> Source material

····················

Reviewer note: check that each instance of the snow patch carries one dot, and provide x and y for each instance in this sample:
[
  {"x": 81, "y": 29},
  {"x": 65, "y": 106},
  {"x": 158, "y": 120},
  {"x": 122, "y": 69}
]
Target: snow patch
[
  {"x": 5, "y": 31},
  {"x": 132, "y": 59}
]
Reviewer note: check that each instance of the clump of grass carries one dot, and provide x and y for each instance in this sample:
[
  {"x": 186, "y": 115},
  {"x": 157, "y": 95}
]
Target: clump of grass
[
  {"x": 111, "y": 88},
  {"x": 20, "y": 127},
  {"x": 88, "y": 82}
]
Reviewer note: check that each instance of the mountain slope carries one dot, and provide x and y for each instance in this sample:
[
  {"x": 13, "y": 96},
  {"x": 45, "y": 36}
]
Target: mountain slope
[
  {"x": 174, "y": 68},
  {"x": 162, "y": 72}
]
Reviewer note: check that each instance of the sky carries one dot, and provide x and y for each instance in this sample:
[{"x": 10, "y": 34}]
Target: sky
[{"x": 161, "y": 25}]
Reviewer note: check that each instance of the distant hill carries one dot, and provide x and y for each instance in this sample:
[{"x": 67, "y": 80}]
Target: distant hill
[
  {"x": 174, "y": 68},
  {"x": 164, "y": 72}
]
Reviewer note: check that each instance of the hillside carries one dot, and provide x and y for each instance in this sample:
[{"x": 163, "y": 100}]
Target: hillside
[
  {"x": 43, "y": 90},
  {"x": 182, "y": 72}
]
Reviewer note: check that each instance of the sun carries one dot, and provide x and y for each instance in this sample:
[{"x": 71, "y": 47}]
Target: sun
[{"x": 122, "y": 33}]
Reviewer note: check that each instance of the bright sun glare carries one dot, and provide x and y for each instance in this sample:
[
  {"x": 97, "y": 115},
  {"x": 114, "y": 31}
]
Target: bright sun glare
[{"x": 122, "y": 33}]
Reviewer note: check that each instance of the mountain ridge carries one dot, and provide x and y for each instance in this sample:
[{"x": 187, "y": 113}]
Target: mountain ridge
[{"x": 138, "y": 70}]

····················

Please reproduce the entire listing, exactly as shown.

> Correct output
Reviewer note: check that each instance of the snow patch carries one dot, and provide x and y for each instance in this sample:
[
  {"x": 81, "y": 29},
  {"x": 65, "y": 106},
  {"x": 158, "y": 120},
  {"x": 122, "y": 69}
]
Target: snow patch
[
  {"x": 5, "y": 31},
  {"x": 132, "y": 59}
]
Reviewer note: check that each instance of the clump of grass carries one dot, and provide x and y for each instance in this sample:
[
  {"x": 186, "y": 115},
  {"x": 157, "y": 95}
]
Target: clump of grass
[
  {"x": 111, "y": 88},
  {"x": 20, "y": 127},
  {"x": 88, "y": 82}
]
Reviewer note: check that each instance of the mountain slope carries one dot, and provide x and y for each instance in this sample:
[
  {"x": 13, "y": 96},
  {"x": 45, "y": 36}
]
Target: mountain slope
[
  {"x": 174, "y": 68},
  {"x": 162, "y": 72}
]
Reviewer note: check that each instance of the sky carries one dot, and provide x and y for each instance in this sample:
[{"x": 10, "y": 34}]
Target: sky
[{"x": 161, "y": 25}]
Reviewer note: check that each instance of the distant hill carries one dot, and provide x and y for each instance in this sample:
[{"x": 67, "y": 80}]
Target: distant hill
[
  {"x": 174, "y": 68},
  {"x": 164, "y": 72}
]
Reviewer note: check that each instance of the hillside carries one dot, and provide x and y for each instance in this sample:
[{"x": 163, "y": 100}]
Target: hillside
[
  {"x": 43, "y": 90},
  {"x": 182, "y": 72}
]
Reviewer note: check that each instance of the sun carries one dot, and provide x and y for each instance in this sample:
[{"x": 71, "y": 47}]
Target: sun
[{"x": 122, "y": 33}]
Reviewer note: check that each instance of the bright sun glare carries one dot, and provide x and y for each instance in this sample:
[
  {"x": 97, "y": 115},
  {"x": 114, "y": 31}
]
Target: bright sun glare
[{"x": 122, "y": 33}]
Reviewer note: check that each instance of the mountain ridge carries one dot, and provide x and y for each instance in this sample:
[{"x": 187, "y": 113}]
Target: mountain ridge
[{"x": 138, "y": 70}]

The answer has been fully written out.